*PROBLEM:* Reproduce the entries below exactly, but leave the pictures out.

Saved entries
◇ ◇ ◇ ◇ ◇
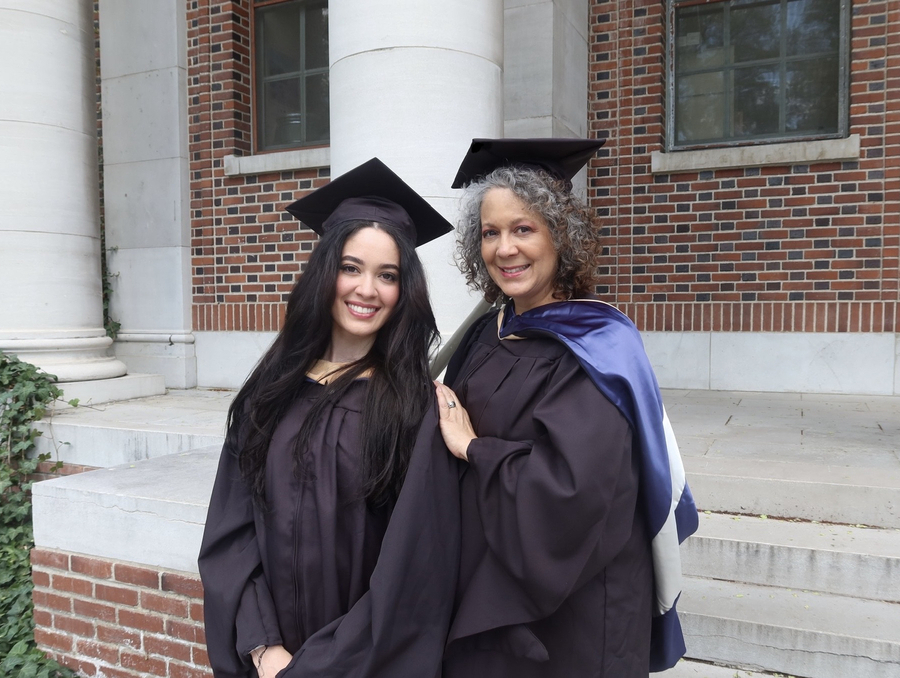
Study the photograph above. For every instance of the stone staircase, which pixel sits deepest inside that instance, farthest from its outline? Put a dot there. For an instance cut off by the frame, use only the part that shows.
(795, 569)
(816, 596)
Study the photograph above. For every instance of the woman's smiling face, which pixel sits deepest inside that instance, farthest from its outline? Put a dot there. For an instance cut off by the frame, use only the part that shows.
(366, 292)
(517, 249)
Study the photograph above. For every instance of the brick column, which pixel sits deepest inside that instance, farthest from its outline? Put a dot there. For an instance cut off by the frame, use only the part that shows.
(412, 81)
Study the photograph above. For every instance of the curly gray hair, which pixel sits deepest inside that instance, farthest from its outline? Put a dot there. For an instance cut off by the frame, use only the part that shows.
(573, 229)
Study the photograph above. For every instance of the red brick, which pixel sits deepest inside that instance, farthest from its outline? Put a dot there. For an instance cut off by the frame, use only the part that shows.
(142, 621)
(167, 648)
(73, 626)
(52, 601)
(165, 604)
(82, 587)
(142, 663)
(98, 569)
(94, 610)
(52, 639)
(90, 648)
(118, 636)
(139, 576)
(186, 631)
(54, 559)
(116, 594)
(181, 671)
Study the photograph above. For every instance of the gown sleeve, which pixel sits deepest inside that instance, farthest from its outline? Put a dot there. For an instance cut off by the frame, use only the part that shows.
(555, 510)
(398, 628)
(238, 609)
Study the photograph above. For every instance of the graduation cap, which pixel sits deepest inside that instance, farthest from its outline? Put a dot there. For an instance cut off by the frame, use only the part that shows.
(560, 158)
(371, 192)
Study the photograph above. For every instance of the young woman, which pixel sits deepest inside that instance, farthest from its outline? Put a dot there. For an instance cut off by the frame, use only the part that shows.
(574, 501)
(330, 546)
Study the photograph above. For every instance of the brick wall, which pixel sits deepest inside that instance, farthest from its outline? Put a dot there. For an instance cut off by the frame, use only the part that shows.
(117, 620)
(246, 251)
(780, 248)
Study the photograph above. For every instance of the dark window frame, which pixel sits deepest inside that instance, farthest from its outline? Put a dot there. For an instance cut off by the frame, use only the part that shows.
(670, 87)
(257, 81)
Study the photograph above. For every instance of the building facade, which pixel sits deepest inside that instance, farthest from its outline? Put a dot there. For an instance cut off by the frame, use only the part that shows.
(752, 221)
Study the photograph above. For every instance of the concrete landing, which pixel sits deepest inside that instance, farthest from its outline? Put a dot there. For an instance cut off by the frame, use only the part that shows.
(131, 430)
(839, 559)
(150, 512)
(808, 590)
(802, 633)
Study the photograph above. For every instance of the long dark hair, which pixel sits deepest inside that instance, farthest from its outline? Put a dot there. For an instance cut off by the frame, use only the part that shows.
◇ ◇ ◇ ◇ ◇
*WRITTEN RESPONSE:*
Study the photograph above. For every instance of the stone staircase, which pixel sits deepest inside that instance, farthest from its outline? Put a dot there. For an instance cut off by the frame, use only the part that shows.
(795, 569)
(816, 596)
Study the photograph above. For every instance of the woman's smiling face, which pixel sits deepest inside that instance, farthest from its outline? Put a dot there. For an instance cut off by the frame, use only the part that shows.
(366, 292)
(517, 249)
Study the photograph above. For every instance of the brick column, which pixel sits deepest inside that instance, farthest from its outline? Put a dot there. For an instance cut off by the frame, use only the part that shows.
(412, 81)
Study the photograph above. For every instance of the curly gray hair, which pixel sits deepest inside that instance, farthest from its outline? Put a dot there. For an instance cut off by the frame, use only the part that shows.
(573, 229)
Study the photograph above. For every instance of the red brick, which pixel sits deepest inside that instance, farthest from its outline? Put a dot there. For an instance cut off by the frame, use only the part that shows.
(142, 621)
(167, 648)
(73, 626)
(52, 601)
(165, 604)
(82, 587)
(142, 663)
(98, 569)
(94, 610)
(52, 639)
(90, 648)
(118, 636)
(139, 576)
(186, 631)
(54, 559)
(116, 594)
(181, 671)
Study the photograph above. For every instance of the gown sleeve, which pixel sits deepest inside that instance, farthest from its outline? Put a dot there. For an instance cut off by the frame, use only the part that shows.
(555, 510)
(398, 628)
(238, 609)
Study the photograph above. For every instance of the graduation cap, which pixel sits deepest inside that instance, farthest from its outline? Put a dot there. For an instance cut off by the frame, use only the part that shows.
(560, 158)
(371, 192)
Study the photograph above. For every instance of the young woman, which pixel sits deepest inside that instance, farthest from its outline? Put a dot there. For an instance cut off by the frame, use only the part that shows.
(574, 501)
(330, 546)
Study the photograph above. For every instance of the brick wall, which pixel sits deepest inside that instance, farthest from its outline? Put a dot there. For an instance cut off by the frame, use only the part that shows.
(117, 620)
(246, 251)
(780, 248)
Study the photograph above. For every instance of the dark window frame, which pixel sits deepest inside that instance, farthest from its outline? Put a dot there. For an instance cut off by the frame, use only the part that shows.
(670, 87)
(257, 81)
Study the photograph above. For every instance of the building facade, which pixel sits deepest inside that instance, farthest from its outline? Put a dot there. For an instance cut off by the frame, use only the part that shows.
(752, 221)
Study the photograph above. For every instance of the concrete landing, which pixel sits deepest inside that instance, farthest from its outline? Put a dot there. For an instance cut off by the frame, use only the part that shows.
(131, 430)
(839, 559)
(150, 512)
(808, 590)
(802, 633)
Study the photograph above. For every instance of the long dark hair, which pixel sits deepest inside that instance, farthest from its outline? Put a dot there. For an instance cut off by the frame, use only the part that shows.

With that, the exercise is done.